▶ [Reading text]
────────────────

Due to the largesse of Notts County’s comparatively low-profile owners, viewers know that what might have been expected to be a serene walk in the park for Wrexham turned into a gripping two-team, season-long slog. Ultimately both clubs went up in a state of affairs that benefited not only them but the non-league sides they left trailing in their wake. The fifth-tier playing field is now a far more level one, at least until Ant-Man and the bloke who played Andy in Parks and Recreation decide to hitch their financial wagon to FC Halifax Town.

Paul Mullin is helped off the pitch after being injured during a pre-season friendly against Manchester United
Paul Mullin is helped off the pitch after being injured during a pre-season friendly against Manchester United. It turned out he had a punctured lung. Photograph: Patrick T Fallon/AFP/Getty Images

While there is a certain inevitability about an imminent anti-Wrexham backlash the more successful the club becomes, for now they continue to encounter just enough adversity to keep those of us intrigued by their rags-to-riches “fairytale” well onside. During the summer, an American publicity drive came at a considerable cost when they lost their star striker Paul Mullin to a punctured lung during a pre-season game. An episode that will make for compelling viewing in 12 months’ time, it certainly wasn’t in the script.

Mullin’s collision with the Manchester United goalkeeper Nathan Bishop left his manager “fuming” and the Wrexham striker convalescing in a Los Angeles hospital, but after missing Wrexham’s opening nine games of the season he has since returned in a 2-1 win against Doncaster. It was the likable scouser’s first Football League appearance since making the step down to play in the fifth tier for significantly better remuneration than he was receiving from his previous employers at Cambridge more than two years ago.

────────────────

▶ [Data extract]
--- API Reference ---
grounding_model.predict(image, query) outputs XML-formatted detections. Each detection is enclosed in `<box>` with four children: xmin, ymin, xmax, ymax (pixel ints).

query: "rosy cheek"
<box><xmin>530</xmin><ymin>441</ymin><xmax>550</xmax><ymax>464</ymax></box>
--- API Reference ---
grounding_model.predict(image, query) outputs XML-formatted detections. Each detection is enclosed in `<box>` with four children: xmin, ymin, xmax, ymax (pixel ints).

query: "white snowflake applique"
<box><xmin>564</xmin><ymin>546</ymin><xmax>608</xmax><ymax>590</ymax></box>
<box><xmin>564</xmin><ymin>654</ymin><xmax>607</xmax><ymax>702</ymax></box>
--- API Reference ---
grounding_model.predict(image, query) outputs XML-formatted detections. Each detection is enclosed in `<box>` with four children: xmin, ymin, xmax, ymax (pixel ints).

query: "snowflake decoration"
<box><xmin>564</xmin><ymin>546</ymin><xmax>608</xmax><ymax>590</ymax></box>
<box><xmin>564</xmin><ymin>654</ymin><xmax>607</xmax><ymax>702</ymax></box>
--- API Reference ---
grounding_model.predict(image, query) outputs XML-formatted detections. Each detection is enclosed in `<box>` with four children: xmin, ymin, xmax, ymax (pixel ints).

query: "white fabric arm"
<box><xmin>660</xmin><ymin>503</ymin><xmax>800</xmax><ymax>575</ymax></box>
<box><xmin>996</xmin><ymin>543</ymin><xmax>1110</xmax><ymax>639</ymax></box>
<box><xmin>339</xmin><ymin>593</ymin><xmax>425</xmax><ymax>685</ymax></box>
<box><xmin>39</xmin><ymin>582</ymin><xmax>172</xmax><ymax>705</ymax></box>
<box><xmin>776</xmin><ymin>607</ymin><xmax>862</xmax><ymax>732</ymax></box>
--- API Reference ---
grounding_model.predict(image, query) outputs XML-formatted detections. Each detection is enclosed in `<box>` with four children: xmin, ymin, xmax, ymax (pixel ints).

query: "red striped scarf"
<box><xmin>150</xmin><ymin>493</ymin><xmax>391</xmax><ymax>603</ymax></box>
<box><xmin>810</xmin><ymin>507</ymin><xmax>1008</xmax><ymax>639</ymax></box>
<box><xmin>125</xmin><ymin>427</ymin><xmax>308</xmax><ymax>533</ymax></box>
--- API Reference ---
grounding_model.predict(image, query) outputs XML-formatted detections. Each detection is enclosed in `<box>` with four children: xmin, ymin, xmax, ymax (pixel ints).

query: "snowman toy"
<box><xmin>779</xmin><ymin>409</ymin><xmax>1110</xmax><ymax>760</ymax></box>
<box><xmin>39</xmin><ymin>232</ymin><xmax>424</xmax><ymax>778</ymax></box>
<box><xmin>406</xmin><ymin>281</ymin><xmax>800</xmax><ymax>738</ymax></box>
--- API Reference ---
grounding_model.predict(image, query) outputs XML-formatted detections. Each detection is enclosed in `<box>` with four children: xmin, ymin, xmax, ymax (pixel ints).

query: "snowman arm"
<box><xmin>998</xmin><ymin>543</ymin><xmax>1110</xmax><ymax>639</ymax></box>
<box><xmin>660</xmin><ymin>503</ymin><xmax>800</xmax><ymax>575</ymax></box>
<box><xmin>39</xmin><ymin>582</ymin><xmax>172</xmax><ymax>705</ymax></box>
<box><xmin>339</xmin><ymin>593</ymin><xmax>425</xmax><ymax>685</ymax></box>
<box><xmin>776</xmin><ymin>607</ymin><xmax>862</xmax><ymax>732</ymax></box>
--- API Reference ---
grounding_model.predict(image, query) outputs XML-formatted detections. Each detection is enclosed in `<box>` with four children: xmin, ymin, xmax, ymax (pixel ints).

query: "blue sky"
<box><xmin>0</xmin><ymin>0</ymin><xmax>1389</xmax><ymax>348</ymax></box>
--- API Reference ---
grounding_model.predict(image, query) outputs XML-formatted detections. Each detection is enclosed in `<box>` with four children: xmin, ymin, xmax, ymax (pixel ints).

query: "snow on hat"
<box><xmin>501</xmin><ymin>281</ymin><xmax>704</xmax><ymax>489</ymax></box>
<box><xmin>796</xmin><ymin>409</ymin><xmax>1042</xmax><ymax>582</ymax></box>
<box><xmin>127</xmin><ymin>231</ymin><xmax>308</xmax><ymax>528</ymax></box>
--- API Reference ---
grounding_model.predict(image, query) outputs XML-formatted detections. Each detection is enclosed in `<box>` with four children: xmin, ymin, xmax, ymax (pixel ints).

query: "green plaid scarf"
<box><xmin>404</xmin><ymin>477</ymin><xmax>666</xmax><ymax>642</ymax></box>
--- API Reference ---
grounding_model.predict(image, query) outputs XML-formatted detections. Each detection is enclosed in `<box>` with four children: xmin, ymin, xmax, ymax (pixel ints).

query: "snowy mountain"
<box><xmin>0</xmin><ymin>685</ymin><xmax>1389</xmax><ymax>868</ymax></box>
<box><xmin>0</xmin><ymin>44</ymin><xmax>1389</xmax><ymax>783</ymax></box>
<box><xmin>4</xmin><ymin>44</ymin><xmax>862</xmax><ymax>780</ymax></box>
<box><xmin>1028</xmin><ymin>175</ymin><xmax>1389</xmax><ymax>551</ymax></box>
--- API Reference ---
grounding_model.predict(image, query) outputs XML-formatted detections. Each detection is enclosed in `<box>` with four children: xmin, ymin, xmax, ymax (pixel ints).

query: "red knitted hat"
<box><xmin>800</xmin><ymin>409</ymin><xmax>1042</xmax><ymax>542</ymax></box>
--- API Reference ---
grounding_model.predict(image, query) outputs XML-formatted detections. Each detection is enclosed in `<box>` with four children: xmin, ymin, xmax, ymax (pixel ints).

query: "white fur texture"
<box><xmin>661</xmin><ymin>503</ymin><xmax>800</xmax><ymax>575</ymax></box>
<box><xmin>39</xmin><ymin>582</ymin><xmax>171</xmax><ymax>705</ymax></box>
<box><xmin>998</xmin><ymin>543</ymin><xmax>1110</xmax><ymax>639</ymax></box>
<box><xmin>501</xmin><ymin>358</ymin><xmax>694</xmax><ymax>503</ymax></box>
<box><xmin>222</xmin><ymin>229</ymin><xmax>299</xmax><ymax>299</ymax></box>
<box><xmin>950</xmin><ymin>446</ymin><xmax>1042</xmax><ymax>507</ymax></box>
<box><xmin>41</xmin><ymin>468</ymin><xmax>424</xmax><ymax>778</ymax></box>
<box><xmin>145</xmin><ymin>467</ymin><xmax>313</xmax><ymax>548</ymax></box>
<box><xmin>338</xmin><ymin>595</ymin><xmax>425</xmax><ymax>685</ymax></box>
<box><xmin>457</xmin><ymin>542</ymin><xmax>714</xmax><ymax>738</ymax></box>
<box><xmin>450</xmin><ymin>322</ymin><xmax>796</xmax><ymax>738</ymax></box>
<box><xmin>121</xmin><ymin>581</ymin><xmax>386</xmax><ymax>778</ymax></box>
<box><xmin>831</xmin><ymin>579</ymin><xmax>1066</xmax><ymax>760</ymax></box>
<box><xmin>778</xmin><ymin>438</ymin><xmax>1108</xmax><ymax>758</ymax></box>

────────────────

▶ [Problems and tasks]
1/ Answer these questions from the passage about Wrexham:
(a) Which club went up along with Wrexham after the season-long contest?
(b) What injury did Paul Mullin suffer in the pre-season game?
(c) In what match did Mullin return?
2/ Turn the paragraph of the passage about Wrexham that begins "Mullin’s collision with the Manchester United goalkeeper" into a short list of its main facts.
3/ Write out the stretch of the passage about Wrexham from "Due to the largesse" through "FC Halifax Town.".
The records play no part in this exercise.

▶ [Answers to the exercise]
1/
(a) Notts County.
(b) A punctured lung.
(c) A 2-1 win against Doncaster.

2/
- Mullin collided with Manchester United goalkeeper Nathan Bishop, leaving his manager "fuming."
- Mullin recovered in a Los Angeles hospital.
- He missed Wrexham's first nine games of the season, then returned in a 2-1 win against Doncaster.
- It was his first Football League appearance since he moved down to the fifth tier more than two years earlier for much better pay than he got at Cambridge.

3/
Due to the largesse of Notts County’s comparatively low-profile owners, viewers know that what might have been expected to be a serene walk in the park for Wrexham turned into a gripping two-team, season-long slog. Ultimately both clubs went up in a state of affairs that benefited not only them but the non-league sides they left trailing in their wake. The fifth-tier playing field is now a far more level one, at least until Ant-Man and the bloke who played Andy in Parks and Recreation decide to hitch their financial wagon to FC Halifax Town.